▶ _Directions_:
- a) Answer these questions about the bam2bw description:
(i) By default, which end of each read is mapped?
(ii) Which file types can bam2bw not stream remotely?
(iii) What does the sum across the two bigWigs equal when a scaling factor and read depth normalization are used together?
- b) Rewrite the part of the bam2bw description starting with "A command-line tool" and going on through "the scaling factor.", swapping "basepair" for "base pair".
- c) List every file format that the bam2bw description names.

▶ _Selected passage_:
A command-line tool for converting SAM/BAM files of reads, or .tsv/tsv.gz files of fragments, into either stranded or unstraded basepair resolution bigWig files. By default, only the 5' end of reads are mapped (not the full span of the read) and these bigWig file(s) contain the integer count of reads mapping to each basepair. Optionally, both the 3' and 5' of the entry can be mapped if they correspond to fragments, such as from ATAC-seq experiments. As a convenience, the starts and ends can be shifted (e.g., to account for Tn5 bias), a scaling factor can be used to multiply the mapped counts at each basepair, and read depth normalization can be applied to make the sum across the bigWigs be equal to 1. When a scaling factor and read depth normalization are used together, the sum across the two bigWigs is equal to the scaling factor.
bam2bw
does not produce any intermediary files and can even stream SAM/BAM files remotely (but not .tsv/.tsv.gz). This means that you can go directly from finding a SAM/BAM file somewhere on the internet to the bigWig files used to train ML programs without several time-consuming steps.

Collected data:
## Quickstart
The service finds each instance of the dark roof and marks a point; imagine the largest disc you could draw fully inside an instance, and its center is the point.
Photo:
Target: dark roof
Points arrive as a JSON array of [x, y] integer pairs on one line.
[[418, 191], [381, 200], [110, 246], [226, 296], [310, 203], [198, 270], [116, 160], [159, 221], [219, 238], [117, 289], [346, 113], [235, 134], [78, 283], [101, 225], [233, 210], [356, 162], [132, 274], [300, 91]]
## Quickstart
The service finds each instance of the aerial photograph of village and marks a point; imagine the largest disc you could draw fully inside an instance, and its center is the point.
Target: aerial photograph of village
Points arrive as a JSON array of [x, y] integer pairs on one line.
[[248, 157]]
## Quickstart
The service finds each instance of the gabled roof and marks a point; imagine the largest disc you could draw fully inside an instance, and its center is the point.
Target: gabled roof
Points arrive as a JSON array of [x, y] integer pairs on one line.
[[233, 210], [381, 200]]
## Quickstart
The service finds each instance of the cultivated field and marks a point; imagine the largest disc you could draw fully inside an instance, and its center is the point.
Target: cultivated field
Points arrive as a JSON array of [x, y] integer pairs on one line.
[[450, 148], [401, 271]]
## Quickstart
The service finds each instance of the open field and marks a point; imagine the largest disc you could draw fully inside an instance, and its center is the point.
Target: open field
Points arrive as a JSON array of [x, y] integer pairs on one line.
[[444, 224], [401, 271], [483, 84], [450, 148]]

▶ _Answers by task_:
- a)
(i) The 5' end.
(ii) .tsv/.tsv.gz files.
(iii) The scaling factor.

- b)
A command-line tool for converting SAM/BAM files of reads, or .tsv/tsv.gz files of fragments, into either stranded or unstraded base pair resolution bigWig files. By default, only the 5' end of reads are mapped (not the full span of the read) and these bigWig file(s) contain the integer count of reads mapping to each base pair. Optionally, both the 3' and 5' of the entry can be mapped if they correspond to fragments, such as from ATAC-seq experiments. As a convenience, the starts and ends can be shifted (e.g., to account for Tn5 bias), a scaling factor can be used to multiply the mapped counts at each base pair, and read depth normalization can be applied to make the sum across the bigWigs be equal to 1. When a scaling factor and read depth normalization are used together, the sum across the two bigWigs is equal to the scaling factor.

- c) SAM, BAM, .tsv, .tsv.gz, bigWig